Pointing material
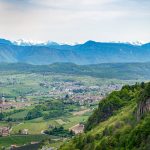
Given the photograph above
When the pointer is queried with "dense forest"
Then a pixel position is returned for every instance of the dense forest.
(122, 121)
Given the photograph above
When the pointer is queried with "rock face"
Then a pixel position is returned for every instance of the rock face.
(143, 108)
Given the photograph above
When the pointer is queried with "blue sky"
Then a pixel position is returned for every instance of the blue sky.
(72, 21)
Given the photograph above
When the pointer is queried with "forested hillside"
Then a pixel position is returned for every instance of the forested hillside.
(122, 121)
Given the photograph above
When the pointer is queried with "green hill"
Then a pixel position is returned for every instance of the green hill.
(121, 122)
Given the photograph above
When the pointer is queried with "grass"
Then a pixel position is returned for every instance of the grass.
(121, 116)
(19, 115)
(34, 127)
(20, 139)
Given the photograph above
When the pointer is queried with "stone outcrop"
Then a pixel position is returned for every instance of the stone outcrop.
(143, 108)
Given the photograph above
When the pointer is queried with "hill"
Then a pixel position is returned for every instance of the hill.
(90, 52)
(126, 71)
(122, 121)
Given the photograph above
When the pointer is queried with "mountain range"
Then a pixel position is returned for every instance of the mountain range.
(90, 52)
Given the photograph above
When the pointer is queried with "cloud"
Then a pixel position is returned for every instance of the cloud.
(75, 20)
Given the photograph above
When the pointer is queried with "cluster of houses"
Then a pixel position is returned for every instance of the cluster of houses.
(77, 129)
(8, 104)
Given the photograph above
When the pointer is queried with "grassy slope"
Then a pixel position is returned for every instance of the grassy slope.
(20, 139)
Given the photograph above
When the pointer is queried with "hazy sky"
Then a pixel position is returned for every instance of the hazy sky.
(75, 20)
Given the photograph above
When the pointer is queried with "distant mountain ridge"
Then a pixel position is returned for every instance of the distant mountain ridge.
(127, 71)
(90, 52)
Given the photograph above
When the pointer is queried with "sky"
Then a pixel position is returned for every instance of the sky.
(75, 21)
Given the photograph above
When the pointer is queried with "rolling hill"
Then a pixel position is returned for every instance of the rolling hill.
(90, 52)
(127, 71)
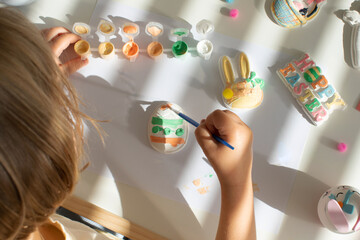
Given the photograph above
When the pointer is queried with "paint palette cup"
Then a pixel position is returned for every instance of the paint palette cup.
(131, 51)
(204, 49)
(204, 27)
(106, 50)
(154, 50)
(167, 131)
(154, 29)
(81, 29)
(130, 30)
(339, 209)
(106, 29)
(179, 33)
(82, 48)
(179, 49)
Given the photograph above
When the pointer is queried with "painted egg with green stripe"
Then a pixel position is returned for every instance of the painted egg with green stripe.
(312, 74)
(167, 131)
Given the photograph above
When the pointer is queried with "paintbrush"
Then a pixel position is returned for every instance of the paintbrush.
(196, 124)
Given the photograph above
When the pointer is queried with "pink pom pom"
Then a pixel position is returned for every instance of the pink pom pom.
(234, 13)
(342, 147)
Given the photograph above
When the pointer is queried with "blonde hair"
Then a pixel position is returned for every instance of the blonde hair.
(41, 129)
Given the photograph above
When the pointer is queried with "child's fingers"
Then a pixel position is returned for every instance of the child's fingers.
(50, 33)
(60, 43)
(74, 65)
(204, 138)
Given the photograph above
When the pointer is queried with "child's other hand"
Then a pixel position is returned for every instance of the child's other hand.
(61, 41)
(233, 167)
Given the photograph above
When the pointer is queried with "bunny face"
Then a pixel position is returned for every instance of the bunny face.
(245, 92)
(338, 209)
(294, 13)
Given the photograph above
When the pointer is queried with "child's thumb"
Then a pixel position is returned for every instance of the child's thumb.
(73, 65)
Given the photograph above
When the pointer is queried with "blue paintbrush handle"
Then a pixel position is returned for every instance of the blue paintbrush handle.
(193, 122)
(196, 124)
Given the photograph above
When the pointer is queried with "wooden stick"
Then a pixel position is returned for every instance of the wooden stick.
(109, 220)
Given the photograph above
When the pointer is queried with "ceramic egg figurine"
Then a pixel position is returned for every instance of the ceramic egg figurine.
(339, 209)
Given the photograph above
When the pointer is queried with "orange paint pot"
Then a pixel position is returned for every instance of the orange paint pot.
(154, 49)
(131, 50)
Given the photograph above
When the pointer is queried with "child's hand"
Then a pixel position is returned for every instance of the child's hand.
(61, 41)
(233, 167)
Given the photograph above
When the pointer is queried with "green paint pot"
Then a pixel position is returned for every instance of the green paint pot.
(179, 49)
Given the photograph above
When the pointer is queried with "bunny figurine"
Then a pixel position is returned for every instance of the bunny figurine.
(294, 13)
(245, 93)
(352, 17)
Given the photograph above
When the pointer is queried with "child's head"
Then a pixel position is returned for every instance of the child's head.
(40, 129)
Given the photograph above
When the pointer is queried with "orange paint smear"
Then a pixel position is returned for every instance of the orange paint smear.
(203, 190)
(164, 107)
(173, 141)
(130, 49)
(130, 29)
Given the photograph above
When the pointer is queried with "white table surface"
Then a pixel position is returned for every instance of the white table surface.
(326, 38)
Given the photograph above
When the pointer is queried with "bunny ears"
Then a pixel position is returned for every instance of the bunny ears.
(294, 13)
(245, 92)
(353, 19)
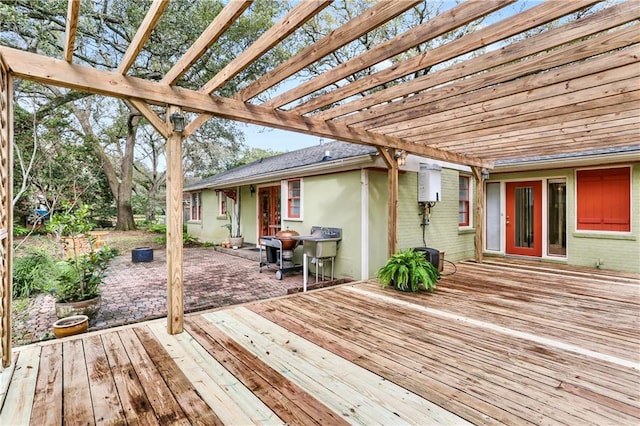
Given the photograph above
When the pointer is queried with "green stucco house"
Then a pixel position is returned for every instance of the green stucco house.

→ **INSTRUCTION**
Select and copy each line of the material above that contains the string "hillside". Case matters.

→ **WORKED SOLUTION**
When the pointer is queried with "forested hillside"
Then a pixel position is returned for every instance of the forested hillside.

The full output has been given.